● Your objective
For this listing, the lines between the one holding "the outlet cover" and the one holding "the soap pump", inclusive, must be set down exactly.

● Listed records
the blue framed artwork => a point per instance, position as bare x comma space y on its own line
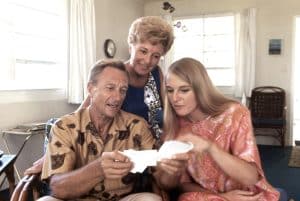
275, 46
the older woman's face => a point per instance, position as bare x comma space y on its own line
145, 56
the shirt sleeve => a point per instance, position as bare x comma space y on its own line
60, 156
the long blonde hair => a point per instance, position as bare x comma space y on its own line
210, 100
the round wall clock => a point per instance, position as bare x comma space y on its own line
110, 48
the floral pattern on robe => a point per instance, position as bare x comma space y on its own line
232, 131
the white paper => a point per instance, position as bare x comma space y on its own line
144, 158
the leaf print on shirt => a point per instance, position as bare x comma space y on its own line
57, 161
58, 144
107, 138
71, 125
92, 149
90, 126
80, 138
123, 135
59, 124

--

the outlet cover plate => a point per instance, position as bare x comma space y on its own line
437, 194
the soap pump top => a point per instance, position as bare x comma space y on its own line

==

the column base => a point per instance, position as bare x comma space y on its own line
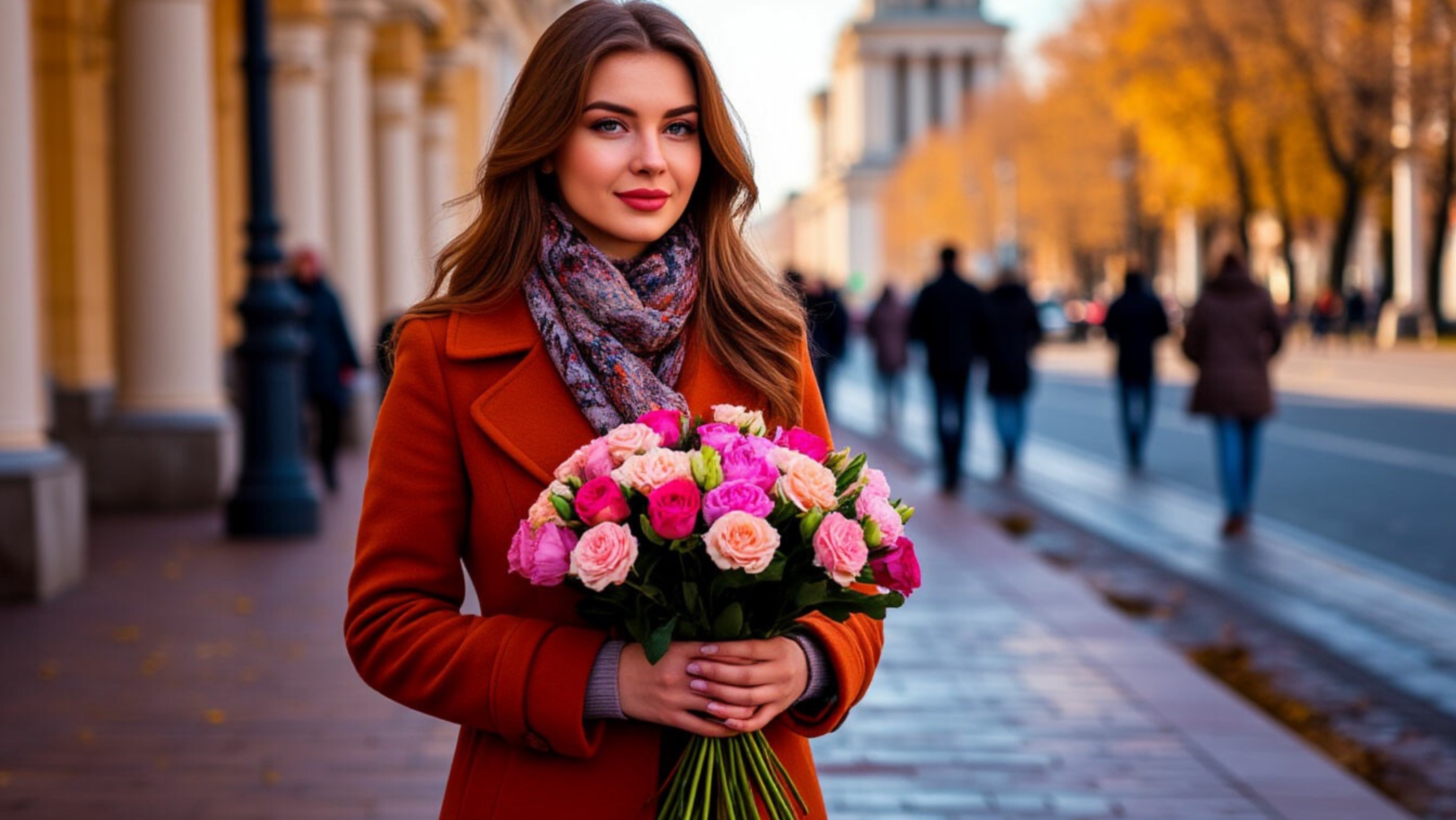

● Your response
the outlet cover plate => a point per instance, position as bare x comma space y on its own line
437, 194
the soap pump top => a point per instance, position as bare x comma space y on its own line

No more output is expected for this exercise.